Problem to work on: Without skipping anything, write out each record below exactly.
►
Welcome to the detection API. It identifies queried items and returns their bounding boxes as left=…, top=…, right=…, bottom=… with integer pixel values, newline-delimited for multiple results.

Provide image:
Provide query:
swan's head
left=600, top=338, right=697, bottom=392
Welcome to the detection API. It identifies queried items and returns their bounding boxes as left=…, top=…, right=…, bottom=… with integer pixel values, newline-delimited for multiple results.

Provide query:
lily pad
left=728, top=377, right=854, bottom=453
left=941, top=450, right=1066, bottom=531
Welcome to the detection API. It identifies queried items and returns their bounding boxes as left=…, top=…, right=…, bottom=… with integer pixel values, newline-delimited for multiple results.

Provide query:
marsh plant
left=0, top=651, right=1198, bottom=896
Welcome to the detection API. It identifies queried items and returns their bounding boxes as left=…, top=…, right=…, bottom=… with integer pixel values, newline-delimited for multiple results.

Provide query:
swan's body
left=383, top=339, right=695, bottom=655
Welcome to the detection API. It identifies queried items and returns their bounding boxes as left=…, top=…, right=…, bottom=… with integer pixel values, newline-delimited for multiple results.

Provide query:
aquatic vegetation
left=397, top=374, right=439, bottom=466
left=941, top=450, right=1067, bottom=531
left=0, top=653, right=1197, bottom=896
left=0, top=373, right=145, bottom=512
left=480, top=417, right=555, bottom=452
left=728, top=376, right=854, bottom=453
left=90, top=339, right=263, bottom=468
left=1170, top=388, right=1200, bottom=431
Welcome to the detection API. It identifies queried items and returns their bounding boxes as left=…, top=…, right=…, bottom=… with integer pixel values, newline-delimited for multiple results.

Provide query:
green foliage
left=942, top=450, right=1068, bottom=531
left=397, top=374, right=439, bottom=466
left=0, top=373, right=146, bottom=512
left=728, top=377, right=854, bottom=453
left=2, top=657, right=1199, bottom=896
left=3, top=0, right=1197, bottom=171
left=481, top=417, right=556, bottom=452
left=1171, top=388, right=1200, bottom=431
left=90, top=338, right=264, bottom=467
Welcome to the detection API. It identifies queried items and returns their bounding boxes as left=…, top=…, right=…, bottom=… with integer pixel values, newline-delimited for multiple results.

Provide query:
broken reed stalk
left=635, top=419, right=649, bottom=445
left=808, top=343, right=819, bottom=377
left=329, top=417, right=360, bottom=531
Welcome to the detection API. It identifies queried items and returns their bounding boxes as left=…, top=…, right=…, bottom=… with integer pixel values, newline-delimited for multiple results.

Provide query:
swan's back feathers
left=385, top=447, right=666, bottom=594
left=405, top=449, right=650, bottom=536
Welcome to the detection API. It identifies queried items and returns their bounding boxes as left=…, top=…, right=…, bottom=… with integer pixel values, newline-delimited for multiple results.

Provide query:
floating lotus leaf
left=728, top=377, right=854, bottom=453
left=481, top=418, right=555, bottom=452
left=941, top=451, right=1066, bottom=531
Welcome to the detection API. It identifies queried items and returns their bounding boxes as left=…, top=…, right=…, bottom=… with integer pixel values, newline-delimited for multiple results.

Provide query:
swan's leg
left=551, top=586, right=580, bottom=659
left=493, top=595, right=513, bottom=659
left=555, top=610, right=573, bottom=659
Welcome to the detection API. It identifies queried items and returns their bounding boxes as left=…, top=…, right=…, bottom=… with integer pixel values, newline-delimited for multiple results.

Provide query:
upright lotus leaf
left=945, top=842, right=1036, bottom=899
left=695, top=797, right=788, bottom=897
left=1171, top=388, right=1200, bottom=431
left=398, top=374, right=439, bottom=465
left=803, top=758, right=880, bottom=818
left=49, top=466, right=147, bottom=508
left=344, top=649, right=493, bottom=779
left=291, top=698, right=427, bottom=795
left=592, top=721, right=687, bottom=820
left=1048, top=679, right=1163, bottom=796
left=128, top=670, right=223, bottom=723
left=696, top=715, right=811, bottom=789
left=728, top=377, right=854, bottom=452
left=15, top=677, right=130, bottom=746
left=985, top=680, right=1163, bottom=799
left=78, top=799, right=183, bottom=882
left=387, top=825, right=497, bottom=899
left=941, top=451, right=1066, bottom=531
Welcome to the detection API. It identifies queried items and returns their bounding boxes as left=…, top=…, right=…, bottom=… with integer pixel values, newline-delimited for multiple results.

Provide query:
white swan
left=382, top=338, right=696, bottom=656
◄
Answer space:
Welcome to the detection API. It identifies queried items and returns their bounding boxes as left=…, top=…, right=…, bottom=… with integer pixel values, newline-delimited for multiple results.

Provide image:
Provide query:
swan's head
left=600, top=338, right=697, bottom=392
Welcome to the detection API. It identifies queried items and returns their bounding boxes as left=…, top=…, right=…, bottom=… with integer pixel values, newline-delimited for multiple results.

Provide query:
lily pad
left=728, top=377, right=854, bottom=453
left=941, top=450, right=1066, bottom=531
Welcome to the detection API. It identifies queried items and returns their bounding boxes as left=…, top=…, right=…, bottom=… with integer pixel values, newline-delimited for multiple results.

Provide query:
marsh plant
left=0, top=651, right=1198, bottom=896
Welcome to the detection API. It identifies queried items and returns their bounding boxes as left=…, top=…, right=…, bottom=… with integer pixel values, newline-delimited for multiple results.

Provide query:
swan's body
left=383, top=339, right=695, bottom=655
Welcome to the detection API. It identifies queried items and returns their bounding boxes as left=…, top=…, right=…, bottom=… with integer pixel values, newline-delimited for multiple results.

Provide query:
aquatic vegetation
left=397, top=374, right=439, bottom=466
left=941, top=450, right=1067, bottom=531
left=0, top=653, right=1197, bottom=896
left=0, top=373, right=145, bottom=512
left=480, top=417, right=555, bottom=452
left=728, top=376, right=854, bottom=453
left=90, top=339, right=263, bottom=468
left=1170, top=388, right=1200, bottom=431
Welcome to the detection API. It identifies queried items and returns their bounding boxes as left=…, top=…, right=…, bottom=… with integer pixel values, newline-delimited for multiple results.

Provide query:
green foliage
left=942, top=450, right=1068, bottom=531
left=397, top=374, right=439, bottom=466
left=0, top=373, right=146, bottom=512
left=728, top=377, right=854, bottom=453
left=2, top=657, right=1199, bottom=896
left=3, top=0, right=1197, bottom=171
left=481, top=417, right=556, bottom=452
left=1171, top=388, right=1200, bottom=431
left=90, top=338, right=264, bottom=467
Welcome to the detection API. It identifies queried items and returns their bounding boxes as left=…, top=…, right=…, bottom=… with integer pixel values, newline-delimited for multiple results.

Provide query:
broken reed stalk
left=635, top=419, right=649, bottom=445
left=808, top=343, right=819, bottom=377
left=329, top=417, right=360, bottom=531
Welcome to the detection API. It identifies queried items and returns their bounding boxes as left=…, top=…, right=…, bottom=… with integer pixel values, newline-delimited for multiple results.

Provide query:
swan's back feathers
left=385, top=447, right=666, bottom=594
left=405, top=449, right=650, bottom=536
Welcome to the detection API. It identifies queried items and returns their bounding boxes as left=…, top=…, right=…, bottom=… with integer pixel values, newline-delimited for multiple results.

Provide query:
floating lotus leaf
left=728, top=377, right=854, bottom=453
left=481, top=418, right=555, bottom=452
left=941, top=451, right=1066, bottom=531
Welcome to the detection API. It identifies queried items and returns their bounding boxes as left=…, top=…, right=…, bottom=… with integer pixel values, newline-delimited for multiple results.

Provide query:
swan's leg
left=551, top=586, right=580, bottom=659
left=493, top=595, right=513, bottom=659
left=555, top=610, right=573, bottom=659
Welcome to the detection API. It identifies queried items and returns their bounding boxes as left=…, top=…, right=…, bottom=… with integer pixel values, newline-delimited for multiple results.

Provide query:
upright lotus leaf
left=945, top=842, right=1036, bottom=899
left=695, top=797, right=788, bottom=897
left=1171, top=388, right=1200, bottom=431
left=398, top=374, right=439, bottom=465
left=803, top=758, right=880, bottom=818
left=49, top=466, right=147, bottom=508
left=344, top=649, right=493, bottom=779
left=291, top=698, right=427, bottom=795
left=592, top=721, right=687, bottom=820
left=1048, top=679, right=1163, bottom=796
left=128, top=670, right=223, bottom=723
left=696, top=715, right=811, bottom=789
left=728, top=377, right=854, bottom=452
left=15, top=677, right=130, bottom=746
left=985, top=680, right=1163, bottom=799
left=78, top=799, right=183, bottom=882
left=387, top=825, right=497, bottom=899
left=941, top=451, right=1066, bottom=531
Welcome to the detection API. It identifies queried items and returns their bounding boxes as left=…, top=…, right=…, bottom=… with integer pixel values, newline-delimited for multiple results.

Provide query:
white swan
left=382, top=338, right=696, bottom=656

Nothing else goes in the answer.